Directions for this task
Transcribe the records verbatim, images excluded.

Data items
★ ★ ★
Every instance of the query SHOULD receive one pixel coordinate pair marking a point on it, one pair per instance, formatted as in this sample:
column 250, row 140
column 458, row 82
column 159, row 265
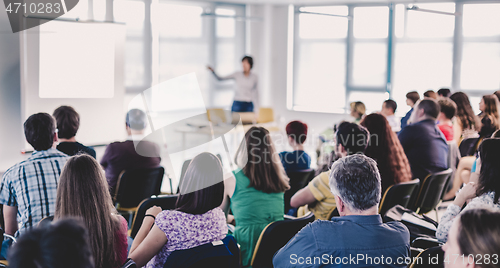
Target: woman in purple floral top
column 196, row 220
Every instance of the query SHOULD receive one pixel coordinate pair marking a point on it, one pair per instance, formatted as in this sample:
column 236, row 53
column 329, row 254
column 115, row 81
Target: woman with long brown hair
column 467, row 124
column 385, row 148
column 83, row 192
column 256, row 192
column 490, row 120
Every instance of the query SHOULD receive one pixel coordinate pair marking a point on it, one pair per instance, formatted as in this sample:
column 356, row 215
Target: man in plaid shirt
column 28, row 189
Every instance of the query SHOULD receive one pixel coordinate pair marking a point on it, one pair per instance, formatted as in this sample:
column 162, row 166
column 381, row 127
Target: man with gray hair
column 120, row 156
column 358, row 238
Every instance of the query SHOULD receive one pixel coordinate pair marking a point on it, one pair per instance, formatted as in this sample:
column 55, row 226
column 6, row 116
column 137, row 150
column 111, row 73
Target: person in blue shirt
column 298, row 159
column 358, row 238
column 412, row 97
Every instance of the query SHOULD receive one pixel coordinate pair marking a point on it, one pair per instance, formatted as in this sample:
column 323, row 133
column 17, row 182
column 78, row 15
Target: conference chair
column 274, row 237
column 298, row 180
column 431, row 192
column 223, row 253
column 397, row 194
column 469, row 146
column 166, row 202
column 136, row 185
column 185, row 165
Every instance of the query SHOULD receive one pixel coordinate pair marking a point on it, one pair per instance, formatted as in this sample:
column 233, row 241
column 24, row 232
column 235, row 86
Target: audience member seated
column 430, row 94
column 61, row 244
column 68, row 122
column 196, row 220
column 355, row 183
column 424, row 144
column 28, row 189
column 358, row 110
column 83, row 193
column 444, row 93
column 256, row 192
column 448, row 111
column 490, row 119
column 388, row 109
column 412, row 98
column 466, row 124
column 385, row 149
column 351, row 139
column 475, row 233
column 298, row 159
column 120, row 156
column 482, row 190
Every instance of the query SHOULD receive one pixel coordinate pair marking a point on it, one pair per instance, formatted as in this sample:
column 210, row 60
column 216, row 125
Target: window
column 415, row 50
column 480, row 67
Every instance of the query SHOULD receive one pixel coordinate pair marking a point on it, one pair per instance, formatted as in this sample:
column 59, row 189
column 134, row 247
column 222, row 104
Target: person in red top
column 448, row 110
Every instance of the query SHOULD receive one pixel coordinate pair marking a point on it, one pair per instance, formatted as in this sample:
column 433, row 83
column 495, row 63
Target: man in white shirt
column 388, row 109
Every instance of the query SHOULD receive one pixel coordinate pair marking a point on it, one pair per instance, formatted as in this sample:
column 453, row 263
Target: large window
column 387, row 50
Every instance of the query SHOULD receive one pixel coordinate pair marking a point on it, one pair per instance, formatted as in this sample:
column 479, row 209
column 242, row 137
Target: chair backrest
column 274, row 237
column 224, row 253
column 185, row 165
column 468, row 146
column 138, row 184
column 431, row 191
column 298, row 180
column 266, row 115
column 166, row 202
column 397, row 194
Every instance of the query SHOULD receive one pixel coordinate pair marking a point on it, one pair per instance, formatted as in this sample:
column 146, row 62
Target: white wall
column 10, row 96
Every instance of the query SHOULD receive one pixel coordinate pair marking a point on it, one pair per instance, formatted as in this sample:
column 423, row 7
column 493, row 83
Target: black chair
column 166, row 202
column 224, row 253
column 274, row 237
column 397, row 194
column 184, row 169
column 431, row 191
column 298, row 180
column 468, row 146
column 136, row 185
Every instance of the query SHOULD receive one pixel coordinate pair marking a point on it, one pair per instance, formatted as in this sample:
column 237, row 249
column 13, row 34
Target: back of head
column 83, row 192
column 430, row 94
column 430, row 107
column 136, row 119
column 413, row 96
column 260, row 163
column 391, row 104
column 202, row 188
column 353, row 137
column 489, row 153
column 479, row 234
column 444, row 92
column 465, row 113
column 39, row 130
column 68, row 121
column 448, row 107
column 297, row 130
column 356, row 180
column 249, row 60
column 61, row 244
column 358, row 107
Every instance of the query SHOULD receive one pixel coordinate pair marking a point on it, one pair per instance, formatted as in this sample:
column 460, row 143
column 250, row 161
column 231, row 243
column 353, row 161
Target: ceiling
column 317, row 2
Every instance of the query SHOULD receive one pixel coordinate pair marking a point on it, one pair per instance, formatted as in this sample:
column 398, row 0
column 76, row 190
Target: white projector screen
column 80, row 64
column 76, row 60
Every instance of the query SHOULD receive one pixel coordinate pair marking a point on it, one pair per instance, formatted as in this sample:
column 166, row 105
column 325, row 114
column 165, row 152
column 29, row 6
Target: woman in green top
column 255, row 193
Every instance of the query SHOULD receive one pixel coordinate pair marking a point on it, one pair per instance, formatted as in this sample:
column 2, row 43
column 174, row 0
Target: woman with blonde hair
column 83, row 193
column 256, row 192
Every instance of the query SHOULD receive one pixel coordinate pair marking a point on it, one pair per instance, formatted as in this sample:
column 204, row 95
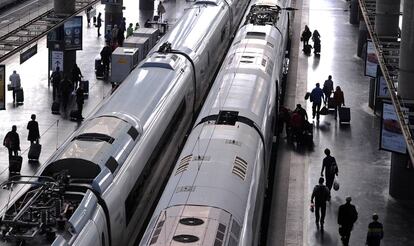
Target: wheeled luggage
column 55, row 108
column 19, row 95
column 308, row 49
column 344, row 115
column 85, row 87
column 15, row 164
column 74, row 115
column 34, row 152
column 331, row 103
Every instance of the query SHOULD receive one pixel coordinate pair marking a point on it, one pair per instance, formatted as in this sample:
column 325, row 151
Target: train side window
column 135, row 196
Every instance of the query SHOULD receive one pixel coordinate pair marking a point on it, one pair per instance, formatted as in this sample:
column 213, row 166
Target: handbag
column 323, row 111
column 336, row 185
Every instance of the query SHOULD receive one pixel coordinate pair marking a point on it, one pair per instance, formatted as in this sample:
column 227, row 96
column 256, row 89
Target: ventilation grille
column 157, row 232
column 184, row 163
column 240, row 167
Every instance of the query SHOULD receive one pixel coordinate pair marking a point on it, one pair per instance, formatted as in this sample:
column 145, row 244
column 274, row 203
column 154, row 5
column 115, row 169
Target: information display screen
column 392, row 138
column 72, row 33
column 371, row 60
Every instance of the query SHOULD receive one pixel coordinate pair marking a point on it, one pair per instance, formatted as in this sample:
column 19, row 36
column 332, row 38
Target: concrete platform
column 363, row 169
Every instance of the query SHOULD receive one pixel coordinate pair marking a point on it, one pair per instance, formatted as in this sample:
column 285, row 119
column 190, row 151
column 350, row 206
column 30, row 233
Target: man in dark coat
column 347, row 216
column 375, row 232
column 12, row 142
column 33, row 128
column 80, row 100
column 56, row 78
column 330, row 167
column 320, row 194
★ ★ ★
Solution to the problem
Every instance of the query SHOULD receive one pixel coordinate pair marking a point on it, one pair per instance, formatted as in this sample:
column 250, row 140
column 458, row 82
column 159, row 265
Target: woman in purple floral top
column 196, row 220
Every instance of the query SHOULD receive one pixel coordinate pair marking a point on it, one pair per instance, formatted as in this sample:
column 236, row 53
column 329, row 254
column 115, row 81
Target: woman with long brown hair
column 467, row 124
column 385, row 148
column 83, row 192
column 256, row 192
column 490, row 120
Every instance of the query SHOULD receive one pixel coordinate pair marking a point on it, one pair per instance, formatted as in this sample:
column 356, row 215
Target: man in plaid shirt
column 28, row 189
Every instance of the query SHOULD receive one pixel coordinate pair marking a point on it, one pair per instance, formatted as in this sample:
column 162, row 166
column 381, row 127
Target: man with gray hair
column 120, row 156
column 358, row 238
Every instance of the query SHOULD receive one pixel coordinate pair marking a point on it, one pair per instance, formatted as in this sample:
column 55, row 226
column 6, row 116
column 137, row 150
column 111, row 73
Target: person in blue shirt
column 298, row 159
column 358, row 238
column 412, row 97
Every instance of the query SHOULD receive one pixel coordinate pair marking a point on it, one pair per instance, formatted as in this sample:
column 323, row 133
column 17, row 182
column 78, row 15
Target: conference chair
column 274, row 237
column 298, row 180
column 431, row 192
column 223, row 253
column 397, row 194
column 469, row 146
column 166, row 202
column 136, row 185
column 185, row 165
Every instance of the query SHOULD receive one pixel coordinate pair marking a point on it, one pair per instance, formatted as in this sample:
column 233, row 241
column 24, row 232
column 235, row 86
Target: audience member seated
column 430, row 94
column 61, row 244
column 68, row 122
column 196, row 220
column 355, row 183
column 424, row 144
column 28, row 189
column 358, row 110
column 83, row 193
column 444, row 93
column 256, row 192
column 448, row 111
column 490, row 119
column 388, row 109
column 412, row 98
column 466, row 124
column 385, row 149
column 351, row 139
column 475, row 233
column 298, row 159
column 120, row 156
column 482, row 190
Every instance of the query SHOULD receive one pixel coordinate pair marking a point on it, one pair per instance, formatted as in this sample:
column 210, row 60
column 216, row 125
Target: window
column 415, row 50
column 480, row 67
Every instance of the query SHOULD receive one pixel coordinate pair marking a point on it, one pair per instance, formatted as in this sample:
column 59, row 189
column 134, row 247
column 222, row 104
Target: person in red top
column 448, row 110
Every instance of the query SHOULD receive one pixel coordinate pair marking a point on it, one pair per instance, formatted as in this sample:
column 433, row 83
column 495, row 63
Target: man in white shirt
column 388, row 109
Every instance of the query SHOULD receive one pixel coordinate pair marking a point on it, one pair per instance, formatted as in this sample:
column 453, row 263
Target: large window
column 387, row 50
Every instance of the query SHOULD receive one pixel coordinate pair marking a point on it, one pair per instance, formatted as in this sample:
column 479, row 209
column 242, row 137
Target: chair backrest
column 274, row 237
column 224, row 253
column 185, row 165
column 468, row 146
column 138, row 184
column 431, row 191
column 298, row 180
column 266, row 115
column 166, row 202
column 397, row 194
Every instance of the query SHOULD receive one pixel coordinate pair marking a point on it, one pair per instance, formatted as in this sample:
column 146, row 62
Target: white wall
column 10, row 96
Every instance of the query SHOULD receive one pixel coordinate pair marking a point on it, one pair per instance, formatted as in this sample:
column 423, row 7
column 493, row 83
Target: black chair
column 166, row 202
column 224, row 253
column 274, row 237
column 397, row 194
column 184, row 169
column 431, row 191
column 298, row 180
column 468, row 146
column 136, row 185
Every instance of the query SHOULD receive one pixel coordinate pair marking a point on it, one pair per instance, formatted as in this sample:
column 237, row 249
column 13, row 34
Target: back of head
column 83, row 192
column 430, row 94
column 430, row 107
column 136, row 119
column 413, row 96
column 260, row 163
column 391, row 104
column 202, row 188
column 353, row 137
column 489, row 153
column 479, row 234
column 444, row 92
column 465, row 113
column 39, row 130
column 68, row 121
column 448, row 107
column 297, row 130
column 356, row 180
column 249, row 60
column 61, row 244
column 358, row 107
Every instance of the query SHOULD receive one pixel coordinate pair marking a point on it, one pair per instance, formatted as in this sample:
column 460, row 143
column 250, row 161
column 231, row 243
column 353, row 161
Target: ceiling
column 317, row 2
Every instance of the query SHOULD receive one pixel coordinate pair marking a point on it, one pair per instance, formatted as in this sample:
column 398, row 0
column 76, row 190
Target: white projector screen
column 80, row 64
column 76, row 60
Every instance of the query SHOULD receive one pixel coordinate pair marking a point on it, one pair per instance, formatted as in this sample:
column 166, row 105
column 325, row 114
column 165, row 152
column 29, row 6
Target: woman in green top
column 255, row 193
Every instance of the query SHOULD receive one pixel coordinate pair marking a point on it, one pair per instance, formatted as in this sample:
column 2, row 43
column 174, row 0
Target: woman with blonde hair
column 83, row 193
column 256, row 192
Every instance of the query SHOULD receive one pixel coordinate pair marking a point on it, one pair per instance, formatted as in this sample:
column 204, row 95
Target: wheeled luggage
column 55, row 108
column 19, row 95
column 308, row 49
column 344, row 115
column 85, row 87
column 15, row 164
column 74, row 115
column 34, row 152
column 331, row 103
Every instance of the query SHOULD receive one pixel coordinate pair marking a point on it, one pair per instance, formatted as in this sample:
column 325, row 151
Target: train side window
column 135, row 196
Every instance of the query SHOULD receive one pixel coordinate pair marking a point on it, one pair per instance, formatted as in this sample:
column 213, row 166
Target: handbag
column 323, row 111
column 336, row 185
Every instance of the query SHOULD receive one pixel coordinate pair marking a point on it, one pair per instance, formatted as in this sample:
column 227, row 96
column 256, row 89
Target: ventilation grille
column 157, row 232
column 184, row 163
column 240, row 167
Every instance of the query SHOULD receive one pixel coordinate pair marking a point on it, one pair per instance, formatted as in this sample:
column 145, row 244
column 274, row 203
column 154, row 5
column 115, row 169
Target: information display screen
column 392, row 138
column 72, row 33
column 371, row 60
Every instance of the query SHOULD receive one pixel coordinate pair marking a point on it, one pair per instance, formatted as in this sample:
column 19, row 36
column 332, row 38
Target: concrete platform
column 363, row 169
Every instance of the query SHOULD receive one pixel coordinate pair marking a point on it, one pair per instance, formatted as in this sample:
column 285, row 119
column 190, row 151
column 350, row 206
column 30, row 233
Target: man in dark coat
column 347, row 216
column 375, row 232
column 12, row 142
column 33, row 128
column 80, row 100
column 56, row 78
column 330, row 167
column 320, row 194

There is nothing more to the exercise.